__Direction__: Write out every line of the data below verbatim, without altering a single character.

__Material for this task__:
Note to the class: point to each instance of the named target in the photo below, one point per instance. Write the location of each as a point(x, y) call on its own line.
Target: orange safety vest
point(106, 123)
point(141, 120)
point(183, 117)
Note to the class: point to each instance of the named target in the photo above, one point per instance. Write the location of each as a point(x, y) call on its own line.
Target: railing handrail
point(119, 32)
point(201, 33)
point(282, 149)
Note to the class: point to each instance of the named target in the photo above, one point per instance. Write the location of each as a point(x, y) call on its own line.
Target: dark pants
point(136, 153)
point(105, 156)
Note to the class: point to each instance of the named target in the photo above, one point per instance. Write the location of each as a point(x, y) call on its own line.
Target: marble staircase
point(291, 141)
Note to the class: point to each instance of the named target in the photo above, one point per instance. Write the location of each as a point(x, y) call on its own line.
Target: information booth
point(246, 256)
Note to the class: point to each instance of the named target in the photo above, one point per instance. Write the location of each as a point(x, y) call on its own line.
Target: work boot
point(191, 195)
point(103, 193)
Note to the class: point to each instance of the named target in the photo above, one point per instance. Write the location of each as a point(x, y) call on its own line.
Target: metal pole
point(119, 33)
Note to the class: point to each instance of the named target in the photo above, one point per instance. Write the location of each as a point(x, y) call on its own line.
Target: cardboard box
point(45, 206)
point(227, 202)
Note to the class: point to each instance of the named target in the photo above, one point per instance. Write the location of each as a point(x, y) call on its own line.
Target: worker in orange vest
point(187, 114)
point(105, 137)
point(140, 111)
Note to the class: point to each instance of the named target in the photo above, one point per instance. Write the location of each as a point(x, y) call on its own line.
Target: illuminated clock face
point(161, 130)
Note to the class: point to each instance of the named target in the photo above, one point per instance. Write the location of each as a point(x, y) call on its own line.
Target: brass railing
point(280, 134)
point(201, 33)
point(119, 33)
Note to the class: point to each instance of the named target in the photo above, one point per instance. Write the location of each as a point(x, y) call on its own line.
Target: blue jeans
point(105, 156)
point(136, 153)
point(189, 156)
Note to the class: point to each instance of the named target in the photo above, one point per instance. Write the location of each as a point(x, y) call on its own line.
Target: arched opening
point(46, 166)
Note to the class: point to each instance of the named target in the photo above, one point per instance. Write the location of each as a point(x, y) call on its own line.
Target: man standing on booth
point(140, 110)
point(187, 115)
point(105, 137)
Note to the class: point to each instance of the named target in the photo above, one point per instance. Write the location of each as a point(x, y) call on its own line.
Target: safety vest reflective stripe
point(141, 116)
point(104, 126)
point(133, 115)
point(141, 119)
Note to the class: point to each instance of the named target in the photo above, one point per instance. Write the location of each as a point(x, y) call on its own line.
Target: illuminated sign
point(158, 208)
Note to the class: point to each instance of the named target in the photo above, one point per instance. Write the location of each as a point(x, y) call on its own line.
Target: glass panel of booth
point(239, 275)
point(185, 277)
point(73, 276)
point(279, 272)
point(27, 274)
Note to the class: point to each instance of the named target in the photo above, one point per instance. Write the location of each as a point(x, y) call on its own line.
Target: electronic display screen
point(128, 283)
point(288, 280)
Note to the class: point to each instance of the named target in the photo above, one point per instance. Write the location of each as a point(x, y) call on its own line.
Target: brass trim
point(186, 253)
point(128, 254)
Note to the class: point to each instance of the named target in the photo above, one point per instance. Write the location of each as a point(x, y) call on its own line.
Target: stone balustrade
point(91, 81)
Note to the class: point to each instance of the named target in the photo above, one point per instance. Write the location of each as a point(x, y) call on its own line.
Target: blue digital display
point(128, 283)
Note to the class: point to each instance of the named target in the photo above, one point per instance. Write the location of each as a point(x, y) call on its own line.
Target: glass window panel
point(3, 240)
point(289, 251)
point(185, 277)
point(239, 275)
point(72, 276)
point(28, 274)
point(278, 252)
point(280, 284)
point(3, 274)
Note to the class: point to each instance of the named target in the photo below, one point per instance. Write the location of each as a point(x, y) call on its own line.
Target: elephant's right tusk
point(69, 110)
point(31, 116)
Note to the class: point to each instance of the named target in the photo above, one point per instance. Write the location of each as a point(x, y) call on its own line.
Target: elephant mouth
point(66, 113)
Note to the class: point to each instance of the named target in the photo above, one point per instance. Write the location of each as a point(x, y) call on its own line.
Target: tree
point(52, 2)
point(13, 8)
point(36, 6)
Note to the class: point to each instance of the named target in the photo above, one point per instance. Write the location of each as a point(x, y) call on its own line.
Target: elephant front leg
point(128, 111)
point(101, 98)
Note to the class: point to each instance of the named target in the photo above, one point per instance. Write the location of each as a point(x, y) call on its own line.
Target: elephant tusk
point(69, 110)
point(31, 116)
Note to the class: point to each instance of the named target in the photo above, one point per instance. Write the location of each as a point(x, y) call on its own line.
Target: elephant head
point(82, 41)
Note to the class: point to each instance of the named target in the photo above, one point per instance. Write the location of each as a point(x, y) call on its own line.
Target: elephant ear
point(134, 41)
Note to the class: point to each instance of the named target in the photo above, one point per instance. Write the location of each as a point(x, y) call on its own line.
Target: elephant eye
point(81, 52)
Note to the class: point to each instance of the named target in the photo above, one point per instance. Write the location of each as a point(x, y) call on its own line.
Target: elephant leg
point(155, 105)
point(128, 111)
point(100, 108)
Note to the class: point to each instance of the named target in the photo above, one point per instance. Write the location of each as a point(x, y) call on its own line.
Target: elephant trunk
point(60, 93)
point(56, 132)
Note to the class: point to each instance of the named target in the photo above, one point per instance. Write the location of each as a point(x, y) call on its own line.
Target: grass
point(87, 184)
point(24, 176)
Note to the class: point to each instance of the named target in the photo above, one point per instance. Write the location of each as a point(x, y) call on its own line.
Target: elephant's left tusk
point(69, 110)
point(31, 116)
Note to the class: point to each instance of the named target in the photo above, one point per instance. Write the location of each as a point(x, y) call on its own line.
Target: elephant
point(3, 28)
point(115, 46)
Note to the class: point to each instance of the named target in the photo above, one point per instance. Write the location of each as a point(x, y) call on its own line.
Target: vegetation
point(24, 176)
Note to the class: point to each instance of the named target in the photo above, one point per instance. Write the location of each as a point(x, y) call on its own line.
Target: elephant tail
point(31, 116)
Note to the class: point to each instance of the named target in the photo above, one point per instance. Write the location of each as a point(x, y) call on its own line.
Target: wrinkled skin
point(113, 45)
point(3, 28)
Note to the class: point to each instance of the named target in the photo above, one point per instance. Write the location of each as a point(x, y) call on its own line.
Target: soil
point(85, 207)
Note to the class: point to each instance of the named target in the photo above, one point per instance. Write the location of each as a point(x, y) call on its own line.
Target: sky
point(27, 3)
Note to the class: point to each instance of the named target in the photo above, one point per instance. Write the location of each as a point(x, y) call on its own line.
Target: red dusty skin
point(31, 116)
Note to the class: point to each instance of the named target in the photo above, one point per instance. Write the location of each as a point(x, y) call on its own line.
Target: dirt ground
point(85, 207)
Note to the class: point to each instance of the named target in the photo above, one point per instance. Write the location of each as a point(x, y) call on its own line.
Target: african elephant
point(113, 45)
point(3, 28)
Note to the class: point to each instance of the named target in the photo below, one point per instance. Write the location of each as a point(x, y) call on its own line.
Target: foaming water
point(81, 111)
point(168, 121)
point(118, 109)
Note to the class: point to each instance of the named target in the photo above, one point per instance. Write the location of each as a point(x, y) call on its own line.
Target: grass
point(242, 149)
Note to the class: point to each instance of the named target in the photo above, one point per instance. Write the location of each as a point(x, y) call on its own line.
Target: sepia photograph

__Output of the exercise__:
Note to the class: point to each instance of the named target in the photo below, one point per instance. Write the location of each as a point(x, y) call on its own line.
Target: orange safety vest
point(106, 123)
point(141, 120)
point(183, 117)
Note to the class: point to each instance of the named target in the photo above, one point per instance. Write the location of each as a point(x, y) call on its own line.
Target: railing handrail
point(119, 32)
point(201, 33)
point(282, 149)
Note to the class: point to each instance of the named target in the photo above, one point per instance. Write the location of each as a point(x, y) call on its own line.
Target: dark pants
point(136, 153)
point(105, 156)
Note to the class: point to each instance of the named target in the photo above, one point per instance. Write the location of each as a point(x, y) call on its own line.
Target: marble staircase
point(291, 141)
Note to the class: point to each instance of the named target in the photo above, one point per instance. Write the location of each as a point(x, y) call on its own line.
Target: information booth
point(246, 256)
Note to the class: point to each instance of the named target in the photo above, one point per instance. Write the location of each as a point(x, y) call on its own line.
Target: work boot
point(191, 195)
point(103, 193)
Note to the class: point to each instance of the named target in the photo above, one point per instance. Write the location of each as a point(x, y) call on its own line.
Target: metal pole
point(119, 33)
Note to the class: point to each instance of the named target in the photo above, one point per instance. Write the location of each as a point(x, y) call on its own line.
Target: cardboard box
point(45, 206)
point(227, 202)
Note to the class: point to each instance of the named target in the photo above, one point per instance. Write the location of each as a point(x, y) call on its own line.
Target: worker in orange vest
point(187, 114)
point(105, 137)
point(140, 111)
Note to the class: point to each instance of the named target in the photo above, one point per instance. Write the location of each as a point(x, y) call on its own line.
Target: illuminated clock face
point(161, 130)
Note to the class: point to each instance of the named target in the photo above, one point per instance. Write the location of each as a point(x, y) call on its own line.
Target: brass railing
point(280, 134)
point(201, 33)
point(119, 33)
Note to the class: point to each instance of the named target in the photo above, one point per instance. Write the location of each as a point(x, y) call on its own line.
Target: blue jeans
point(105, 156)
point(136, 153)
point(189, 156)
Note to the class: point to each instance of the named target in the photo above, one point per instance. Write the location of each as a point(x, y) call on its own line.
Target: arched opening
point(46, 166)
Note to the class: point to each instance of the named target in the photo above, one point per instance. Write the location of each as a point(x, y) call on its own line.
Target: man standing on booth
point(140, 110)
point(187, 115)
point(105, 137)
Note to the class: point to each instance of the named target in the photo above, one point per instance. Write the location of each as a point(x, y) call on its own line.
Target: safety vest reflective stripe
point(141, 116)
point(104, 126)
point(133, 115)
point(141, 119)
Note to the class: point to each instance of the named target in the photo above, one point per instance. Write the location of each as a point(x, y) call on its own line.
Target: illuminated sign
point(158, 208)
Note to the class: point to each instance of the named target in the photo above, one point per instance. Write the location of each as a point(x, y) call on its own line.
Target: glass panel of booth
point(239, 275)
point(185, 277)
point(73, 276)
point(279, 272)
point(27, 274)
Note to the class: point to each instance of the named target in the photo above, one point per instance. Write the location of each as a point(x, y) call on its own line.
Target: electronic display screen
point(128, 283)
point(288, 280)
Note to the class: point to each instance of the named target in the photo above, one point per instance. Write the location of each as a point(x, y) call on its own line.
Target: brass trim
point(186, 253)
point(128, 254)
Note to the class: point to each instance of the named target in the photo above, one point per instance. Write the location of each as a point(x, y) call on its own line.
Target: stone balustrade
point(91, 81)
Note to the class: point to each instance of the named target in the photo above, one point per instance. Write the location of each as a point(x, y) call on its own line.
Target: blue digital display
point(128, 283)
Note to the class: point to each instance of the named target in the photo above, one point per instance. Write the location of each as a point(x, y) call on its own line.
Target: glass window panel
point(3, 240)
point(289, 251)
point(185, 277)
point(239, 275)
point(72, 276)
point(28, 274)
point(278, 252)
point(280, 284)
point(3, 274)
Note to the class: point to each instance of the named target in the photo below, one point per instance. Write the location of each as a point(x, y) call on its own line.
Target: elephant's right tusk
point(69, 110)
point(31, 116)
Note to the class: point to each instance of the named target in the photo above, one point per instance. Write the location of each as a point(x, y) call on its own line.
Target: elephant mouth
point(66, 113)
Note to the class: point to each instance of the named target in the photo above, one point per instance. Write the location of each as a point(x, y) call on its own line.
Target: tree
point(52, 2)
point(13, 8)
point(36, 6)
Note to the class: point to each instance of the named target in the photo above, one point per instance. Write the location of each as a point(x, y) call on its own line.
Target: elephant front leg
point(128, 111)
point(101, 98)
Note to the class: point to each instance of the named target in the photo above, one point per instance. Write the location of each as a point(x, y) call on its own line.
Target: elephant tusk
point(69, 110)
point(31, 116)
Note to the class: point to each instance of the named target in the photo above, one point per instance. Write the location of each as a point(x, y) call on its own line.
Target: elephant head
point(82, 41)
Note to the class: point to each instance of the named target in the photo above, one point per instance. Write the location of each as a point(x, y) call on its own line.
Target: elephant ear
point(134, 41)
Note to the class: point to each instance of the named target in the photo above, one point per instance. Write the location of each as a point(x, y) call on its own line.
Target: elephant eye
point(81, 52)
Note to the class: point to each instance of the named target in the photo above, one point per instance. Write the location of each as a point(x, y) call on its own line.
Target: elephant leg
point(155, 105)
point(128, 111)
point(100, 108)
Note to the class: point to each instance of the named target in the photo above, one point per instance. Write the location of each as a point(x, y) call on its own line.
Target: elephant trunk
point(60, 93)
point(56, 132)
Note to the class: point to each instance of the named target in the photo above, one point per instance. Write the location of each as a point(x, y) call on its own line.
Target: grass
point(87, 184)
point(24, 176)
Note to the class: point to each instance of the named target in the photo above, one point per instance. Write the location of each as a point(x, y) call on its own line.
Target: elephant's left tusk
point(69, 110)
point(31, 116)
Note to the class: point to each instance of the named target in the photo above, one point per instance. Write the location of each as a point(x, y) call on its own line.
Target: elephant
point(3, 28)
point(115, 46)
Note to the class: point to each instance of the named target in the photo above, one point per instance. Write the location of each as a point(x, y) call on its own line.
Target: vegetation
point(24, 176)
Note to the class: point to each instance of the named target in the photo above, one point per instance. Write the location of each as a point(x, y) call on its own line.
Target: elephant tail
point(31, 116)
Note to the class: point to each instance of the named target in the photo above, one point per instance. Write the location of each as a point(x, y) call on its own line.
Target: wrinkled skin
point(113, 45)
point(3, 28)
Note to the class: point to each instance of the named target in the photo above, one point per instance. Write the location of each as a point(x, y) call on its own line.
Target: soil
point(85, 207)
Note to the class: point to each instance of the named target in the photo above, one point per instance. Write the location of each as a point(x, y) call on its own line.
Target: sky
point(27, 3)
Note to the class: point to each instance of the named target in the photo above, one point per instance. Write the location of each as a point(x, y) call on its own line.
Target: red dusty skin
point(31, 116)
Note to the class: point to each instance of the named target in the photo above, one point per instance. Write the location of each as a point(x, y) call on its own line.
Target: dirt ground
point(85, 207)
Note to the class: point to each instance of the named target in the photo above, one point per instance. Write the location of each as a point(x, y) call on its own line.
Target: african elephant
point(113, 45)
point(3, 28)
Note to the class: point to each instance of the named target in the photo below, one point per instance. Write the location of each as a point(x, y) call on its own line.
Target: foaming water
point(81, 111)
point(168, 121)
point(118, 109)
Note to the class: point to each instance of the named target in the photo above, one point per instance. Write the location of each as a point(x, y) call on its own line.
Target: grass
point(242, 149)
Note to the class: point to each instance of the named target in the photo above, one point per instance. Write the location of each as a point(x, y) call on its own line.
Target: sepia photograph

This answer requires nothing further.